- _JOB_:
Give every record below as a two-column CSV with the header record_text,answer, one row per record. Put the record's text and its answer each in a single quoted field, with line breaks replaced by spaces.
** begin DATA ROWS **
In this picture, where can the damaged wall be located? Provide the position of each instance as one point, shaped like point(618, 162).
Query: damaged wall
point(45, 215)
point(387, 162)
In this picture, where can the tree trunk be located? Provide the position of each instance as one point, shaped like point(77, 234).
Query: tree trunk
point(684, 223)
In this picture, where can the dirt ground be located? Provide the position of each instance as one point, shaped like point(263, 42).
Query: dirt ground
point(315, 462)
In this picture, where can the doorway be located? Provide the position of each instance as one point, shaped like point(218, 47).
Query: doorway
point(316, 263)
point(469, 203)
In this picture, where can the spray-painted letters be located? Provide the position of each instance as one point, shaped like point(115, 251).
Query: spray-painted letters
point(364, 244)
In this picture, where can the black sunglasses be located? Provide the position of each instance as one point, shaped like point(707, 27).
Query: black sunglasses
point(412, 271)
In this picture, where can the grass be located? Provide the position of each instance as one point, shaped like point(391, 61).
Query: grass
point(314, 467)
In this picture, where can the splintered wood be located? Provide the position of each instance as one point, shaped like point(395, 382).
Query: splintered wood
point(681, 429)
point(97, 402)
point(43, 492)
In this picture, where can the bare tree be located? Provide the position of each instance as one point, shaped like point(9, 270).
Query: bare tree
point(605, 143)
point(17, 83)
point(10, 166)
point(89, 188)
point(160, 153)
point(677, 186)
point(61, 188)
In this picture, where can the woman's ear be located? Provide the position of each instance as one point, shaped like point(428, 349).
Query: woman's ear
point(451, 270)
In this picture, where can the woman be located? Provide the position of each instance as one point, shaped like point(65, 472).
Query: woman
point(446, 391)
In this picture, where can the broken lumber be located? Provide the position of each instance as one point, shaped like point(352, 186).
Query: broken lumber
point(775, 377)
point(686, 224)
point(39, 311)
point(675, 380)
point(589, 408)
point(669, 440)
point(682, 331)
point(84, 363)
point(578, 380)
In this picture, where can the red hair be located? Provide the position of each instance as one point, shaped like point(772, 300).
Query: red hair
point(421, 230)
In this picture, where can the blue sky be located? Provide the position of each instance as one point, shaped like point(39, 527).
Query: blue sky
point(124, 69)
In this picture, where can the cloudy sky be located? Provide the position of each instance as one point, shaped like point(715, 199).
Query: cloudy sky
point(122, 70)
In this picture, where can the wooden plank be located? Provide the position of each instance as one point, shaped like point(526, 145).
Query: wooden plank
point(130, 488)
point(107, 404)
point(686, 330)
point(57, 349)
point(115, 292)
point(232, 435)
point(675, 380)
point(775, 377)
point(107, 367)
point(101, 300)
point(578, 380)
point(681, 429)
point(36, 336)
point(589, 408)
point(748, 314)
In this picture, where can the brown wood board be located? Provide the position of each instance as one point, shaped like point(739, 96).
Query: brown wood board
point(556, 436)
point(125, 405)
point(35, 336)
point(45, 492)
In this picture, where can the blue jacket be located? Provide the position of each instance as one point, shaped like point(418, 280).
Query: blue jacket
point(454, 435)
** end DATA ROWS **
- _THE COMPLETED TASK_:
record_text,answer
"In this picture, where can the damaged wall be located? Provide the position of each instance as one point, shaped like point(618, 162). Query: damaged wall","point(45, 215) point(387, 162)"
"In this picture, where can the tree trunk be located? Provide the position of each instance as one point, shaped like point(77, 234). Query: tree trunk","point(684, 223)"
"In this picture, where can the dirt ground be located? Provide the position of each instance as one point, shaped like point(263, 42). Query: dirt ground","point(315, 462)"
"In this picture, where can the doorway be located? Provide the position of each instance as one point, shaped like point(218, 47). Query: doorway","point(316, 263) point(469, 203)"
"In this picture, where can the spray-painted letters be located? Provide the position of each instance as one point, shaped like point(115, 251). Query: spray-painted letters","point(364, 244)"
"In this picture, where can the black sunglasses be located? Provide the position of each instance as one point, shaped like point(707, 27). Query: black sunglasses","point(412, 271)"
"In this picture, where can the grass be located? Provide the position of each instance as one point, shaped like point(391, 61). Query: grass","point(314, 467)"
"In this picture, where can the splintered wood be located? Provide the position of each instance as one point, shaped like point(395, 382). Query: splintered wood","point(681, 429) point(97, 402) point(43, 492)"
"In this picture, where can the bare tree be located? Provide the position of each instance as one point, shaped like point(9, 270). Query: bare tree","point(605, 143) point(17, 83) point(10, 166) point(89, 188) point(160, 153) point(677, 186) point(61, 188)"
"In this picture, where can the woman's ear be located? Provide the position of each instance as one point, shaped like point(428, 349). Query: woman's ear","point(451, 270)"
"In this picture, where can the woman be located? Provide the position of each instance as one point, shaped like point(65, 472). Query: woman","point(446, 391)"
"In this picture, where can the broken lumber be located? Provide the position of each instance as one point, shaped like point(352, 186). Query: broken lumber","point(775, 377) point(686, 224) point(39, 311) point(675, 380) point(589, 408) point(669, 440) point(682, 331) point(84, 363) point(578, 380)"
"In this picture, where can the red hair be located? Provide the position of each instance as one point, shaped like point(772, 300). Query: red hair","point(421, 230)"
"In this picture, where can the blue sky be located? Provide the position of each instance as one point, shaped like point(39, 527). Query: blue sky","point(124, 69)"
"In this picture, where can the cloudy sky be located? Provide the position of each instance as one point, shaped like point(715, 199). Query: cloudy sky","point(122, 70)"
"In this picture, where can the wooden plank be located? Provide the position of each instance as one point, shaped like point(526, 145). Query: wooden plank","point(130, 488) point(107, 404) point(686, 330) point(57, 349) point(115, 292) point(232, 435) point(675, 380) point(775, 377) point(107, 367) point(101, 300) point(578, 380) point(681, 429) point(36, 336) point(589, 408) point(748, 314)"
"In this picture, where can the brown wood board be located? Provide the position of each instance as one point, shaped like point(739, 96). Query: brown wood board","point(556, 436) point(125, 405) point(35, 336) point(45, 492)"
"In this picture, where can the blue jacket be located? Provide the position of each instance as one point, shaped like point(418, 280). Query: blue jacket","point(454, 435)"